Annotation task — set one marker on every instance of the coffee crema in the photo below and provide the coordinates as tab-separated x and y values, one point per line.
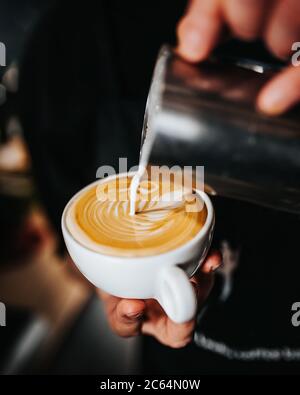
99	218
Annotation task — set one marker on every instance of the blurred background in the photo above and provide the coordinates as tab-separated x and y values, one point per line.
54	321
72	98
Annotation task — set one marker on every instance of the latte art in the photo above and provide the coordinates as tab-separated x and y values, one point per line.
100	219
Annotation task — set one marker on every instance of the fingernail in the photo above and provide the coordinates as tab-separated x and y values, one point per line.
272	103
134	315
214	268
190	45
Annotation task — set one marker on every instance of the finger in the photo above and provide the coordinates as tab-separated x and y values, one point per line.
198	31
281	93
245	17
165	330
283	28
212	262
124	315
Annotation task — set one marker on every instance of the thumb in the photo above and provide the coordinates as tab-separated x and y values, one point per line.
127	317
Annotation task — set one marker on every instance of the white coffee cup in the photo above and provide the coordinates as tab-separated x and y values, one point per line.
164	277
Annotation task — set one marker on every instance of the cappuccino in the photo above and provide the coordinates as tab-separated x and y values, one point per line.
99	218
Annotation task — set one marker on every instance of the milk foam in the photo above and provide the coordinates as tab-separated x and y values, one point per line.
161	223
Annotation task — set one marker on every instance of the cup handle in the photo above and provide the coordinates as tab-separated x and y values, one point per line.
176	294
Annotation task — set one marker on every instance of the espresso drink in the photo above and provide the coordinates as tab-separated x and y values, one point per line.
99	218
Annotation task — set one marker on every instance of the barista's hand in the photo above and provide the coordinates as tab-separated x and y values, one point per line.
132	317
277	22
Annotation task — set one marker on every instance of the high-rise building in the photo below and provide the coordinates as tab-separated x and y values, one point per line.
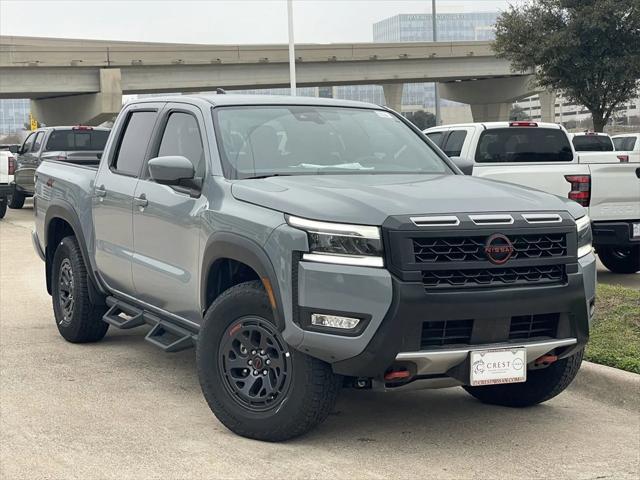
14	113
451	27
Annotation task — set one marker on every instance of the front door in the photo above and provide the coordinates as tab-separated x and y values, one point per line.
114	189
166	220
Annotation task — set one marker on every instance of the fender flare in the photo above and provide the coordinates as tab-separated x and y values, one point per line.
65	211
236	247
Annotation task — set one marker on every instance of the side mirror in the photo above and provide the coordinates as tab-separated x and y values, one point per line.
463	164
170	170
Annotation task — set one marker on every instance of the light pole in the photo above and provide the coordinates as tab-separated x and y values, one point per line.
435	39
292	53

Required work:
Pictures are to be left out; the records above must be repeated word for word.

Written answer:
Annotation task — set one marker on every instance of the coffee crema in the photo below and provide the coordinates as tab-separated x and y values, one point per line.
99	218
Annotation task — set one marker on every instance of the blurred background in the photo above and provide the coordinates as tab-separated x and y values, one point per line.
54	321
72	98
Annotation task — set one marker on every instance of the latte art in the photo above and provide the coordinates as tab-separated x and y values, one point per line.
100	219
Annotation task — set one marker on every instance of the fingernail in the photo above and provide the coordinates as tab-separated x and y values, one point per line.
272	103
134	315
214	268
190	45
Annotation task — set one marker on every instance of the finger in the photo above and provide the coordinates as tab-separated x and y values, one point per line.
198	31
281	93
245	17
165	330
283	28
212	262
124	315
Annotation task — set one marker on every instance of the thumb in the photo above and provide the coordinates as tab-separated x and y values, one point per line.
127	317
Annotation task — set one marker on every instance of the white coffee cup in the photo above and provide the coordinates as tab-separated x and y values, one point per line.
164	277
Annotation task — set one marker on every instance of the cappuccino in the photo above and provide the coordinates as tab-separated x and y values, one point per line.
99	218
Annotation task — set one marker on every instance of the milk foam in the photo above and provide the coordinates as tab-separated x and y values, one point per line.
161	223
Annotation task — set one marker on every instance of the cup handle in the photo above and provide the coordinates as tab-separated x and y values, one point per line.
176	294
Annotation task — set one marker on every instance of the espresso drink in the photo above and provide the coordinates as tab-separated x and y values, one point per line.
99	218
Annotation task — set one marker on every instance of the barista's hand in the photo above and provide the coordinates as tab-separated x and y values, one point per line.
132	317
277	22
Annotation task — set one marker on every instance of the high-rise building in the photo below and provide the coordinates as tab-separated x and y values, one point per line.
14	113
451	27
Annotation task — set one marker on every instance of the front door in the photo above and provide the coordinates as tab-separated x and y values, one point per line.
114	189
166	220
Annotation task — set one marker on every instance of the fender flare in the photo above and provide the coordinates as tab-separated x and y values, one point per line.
65	211
236	247
Annotation task — set one marker on every instance of the side mirror in the photo above and provide the coordinates as tab-separated x and y values, one point per line.
463	164
170	170
Annotation task — set one marker on every instance of the light pole in the photo above and provide the coordinates as tab-separated x and y values, one point per line.
435	39
292	53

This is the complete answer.